> EXERCISE AIM: Continue the column on building an arched stone bridge, starting right after its last paragraph.

Q&A / 

How to Build an Arched Stone Bridge

DEAR TIM: I was traveling on a fall foliage road trip in southwest New Hampshire and saw a gorgeous double-arch bridge. The historical marker sign said that no mortar was used in the construction. It was so stunning I want to construct a much smaller version in my yard. Is this a crazy idea and even possible? What are the steps I need to take to get started? What's the biggest mistake that will lead to the collapse of the bridge? How much weight do you think it could support? Ann L., North Bend, OH

DEAR ANN: You may think I'm nuts, but I believe I know the exact bridge you saw! It's on Route 9 near Hillsborough, NH. There are several of these dry-laid stone arch bridges in this part of New Hampshire, most built between 1835 and the 1850's. These bridges rival the stone arched aqueducts built by the Romans. Some of these stone arches have survived for nearly 2,000 years.

The short answer is you can build a small version of a dry-laid stone arch bridge. To achieve success, you must take your time and cut the stones so they fit tightly against one another. You need to use very strong stone that will not crumble. Granite is such a stone and was used for the bridge you saw on your trip. Fine-grained granite is the easiest to work with as you can get it to split creating a quite smooth face.

This bridge in southwest New Hampshire used to carry car and truck traffic. You can build a smaller version for foot and pony traffic. Photo Credit: Tim Carter

This bridge in southwest New Hampshire used to carry car and truck traffic. You can build a smaller version for foot and pony traffic. Photo Credit: Tim Carter

Because the stone arch is three-dimensional, the stones you cut will end up being trapezoidal in shape when you look at the sides. They'll not be simple rectangles like a normal brick. You can determine the actual shape and angles of the trapezoids by making a scale drawing on a large sheet of cardboard. All you have to do is draw the concentric arcs of the underside and topside of the bridge on the cardboard and then draw in the lines that represent the joints between each of the stones.

You'll have a much easier time if you employ cement mortar as part of the project. Don't underestimate the great skills the master stone masons employed to build the bridge you saw. I doubt you'll be able to conjure up this magic, but perhaps your drive and determination will prove me wrong.

Before you balk at using cement mortar, understand you don't need that much to do the job. What's more, on the sides of the bridge that you and others will see, you can cut the stones tighter so it looks like the bridge was indeed dry laid with no mortar. I feel that's a good compromise.

The use of mortar allows you to not worry about how tightly the stones must fit. The mortar insures solid contact between the stones so there's no movement. If the stones in an arched bridge move or shift when they're loaded from the top with traffic, there's a strong possibility the bridge can collapse. Have I convinced you to use mortar? Good!

> Coordinate annotation records:
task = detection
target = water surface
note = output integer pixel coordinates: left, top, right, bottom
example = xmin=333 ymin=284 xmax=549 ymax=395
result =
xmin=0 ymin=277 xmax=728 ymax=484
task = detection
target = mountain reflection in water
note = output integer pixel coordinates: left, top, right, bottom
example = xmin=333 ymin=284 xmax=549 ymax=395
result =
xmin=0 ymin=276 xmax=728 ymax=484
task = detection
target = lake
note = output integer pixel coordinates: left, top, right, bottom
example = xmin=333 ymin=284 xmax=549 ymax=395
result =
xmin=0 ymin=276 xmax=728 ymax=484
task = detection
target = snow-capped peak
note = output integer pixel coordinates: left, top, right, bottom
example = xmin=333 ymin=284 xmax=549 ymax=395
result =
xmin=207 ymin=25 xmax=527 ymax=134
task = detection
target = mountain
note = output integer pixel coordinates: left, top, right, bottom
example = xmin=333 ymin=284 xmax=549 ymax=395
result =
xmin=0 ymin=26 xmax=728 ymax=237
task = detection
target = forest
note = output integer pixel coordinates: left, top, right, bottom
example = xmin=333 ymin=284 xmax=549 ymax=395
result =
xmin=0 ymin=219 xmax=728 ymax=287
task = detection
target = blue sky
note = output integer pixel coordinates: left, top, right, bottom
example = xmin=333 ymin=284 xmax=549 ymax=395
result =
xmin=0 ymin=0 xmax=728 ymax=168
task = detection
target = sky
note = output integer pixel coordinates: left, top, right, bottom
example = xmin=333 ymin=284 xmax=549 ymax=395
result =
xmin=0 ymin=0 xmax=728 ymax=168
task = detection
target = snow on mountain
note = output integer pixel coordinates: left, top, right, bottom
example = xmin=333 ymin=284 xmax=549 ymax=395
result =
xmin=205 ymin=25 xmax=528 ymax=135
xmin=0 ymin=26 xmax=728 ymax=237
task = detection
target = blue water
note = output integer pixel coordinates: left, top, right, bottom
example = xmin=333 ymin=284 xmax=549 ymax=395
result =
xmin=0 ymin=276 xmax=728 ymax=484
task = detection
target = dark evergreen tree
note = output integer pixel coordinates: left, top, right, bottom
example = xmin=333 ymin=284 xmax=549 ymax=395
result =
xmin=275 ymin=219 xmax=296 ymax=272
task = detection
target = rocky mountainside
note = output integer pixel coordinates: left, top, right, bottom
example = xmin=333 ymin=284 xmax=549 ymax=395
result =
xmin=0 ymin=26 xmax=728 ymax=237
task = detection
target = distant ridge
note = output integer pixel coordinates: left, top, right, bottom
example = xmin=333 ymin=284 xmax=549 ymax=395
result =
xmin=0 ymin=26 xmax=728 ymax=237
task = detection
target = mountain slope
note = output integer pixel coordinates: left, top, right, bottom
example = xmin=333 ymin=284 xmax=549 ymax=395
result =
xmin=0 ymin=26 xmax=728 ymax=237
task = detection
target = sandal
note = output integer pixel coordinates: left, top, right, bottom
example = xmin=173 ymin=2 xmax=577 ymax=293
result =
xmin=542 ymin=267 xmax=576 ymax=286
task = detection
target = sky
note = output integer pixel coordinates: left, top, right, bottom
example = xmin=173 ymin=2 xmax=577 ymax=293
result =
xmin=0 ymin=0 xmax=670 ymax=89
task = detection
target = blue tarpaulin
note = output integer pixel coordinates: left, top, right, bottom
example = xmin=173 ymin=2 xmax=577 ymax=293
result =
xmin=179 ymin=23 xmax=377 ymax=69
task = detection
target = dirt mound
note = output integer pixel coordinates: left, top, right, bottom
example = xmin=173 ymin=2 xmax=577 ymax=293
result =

> RESPONSE:
The biggest reason stone arches fail is the lower edges of the arch kick out when the top of the bridge is loaded with weight. It's imperative the base stones of the bridge are set into bedrock or a solid foundation that will resist this sideways movement. The foundation must resist the weight of the stones used in the bridge as well as any weight added to the top of the bridge once it's complete.

You can pour concrete to create this foundation below the surface of the ground. Placing this foundation below grade ensures you'll only see stone once the bridge is complete. The top of the concrete should be slanted to accept the first stones used in the arch. To determine this angle, I suggest you build a tiny model of your bridge or make a detailed scale drawing. My guess is you'll discover a 35-degree angle is perfect.

You'll need to build a wood form that supports the stone as you build the bridge. You can use thin plywood and plenty of framing lumber to support the weight. This form, once in place, must be solid and not move as you lay stone after stone. A week after the stone bridge is complete, you can remove this form.

It's imperative you construct the bridge equally from each side working towards the center. This method evens out the load on the wood form and the first row of stone of the arch. If you do decide to do a dry-laid arch with no mortar, this is very important.

As you build the arch, the ends of the bridge will have more material stacked on top of each other than the center of the bridge. This weight and mass helps put the stones in compression which works to hold the bridge together. It's important these stones be laid tightly so there is no movement. Once again, add the weight equally on each side of the bridge as you build it.

If you want to test your methodology, I suggest building a very small scale bridge using wood. You can cut the pieces of wood easily with a saw to make them fit tight. You'll discover that you don't need glue to build a very strong arch bridge. The key is to make sure the bottom of the arch can't kick sideways. When you see your model wood bridge function properly, then you can start your real stone bridge! Your finished stone arch bridge will support your weight and that of a pony for sure. Good luck!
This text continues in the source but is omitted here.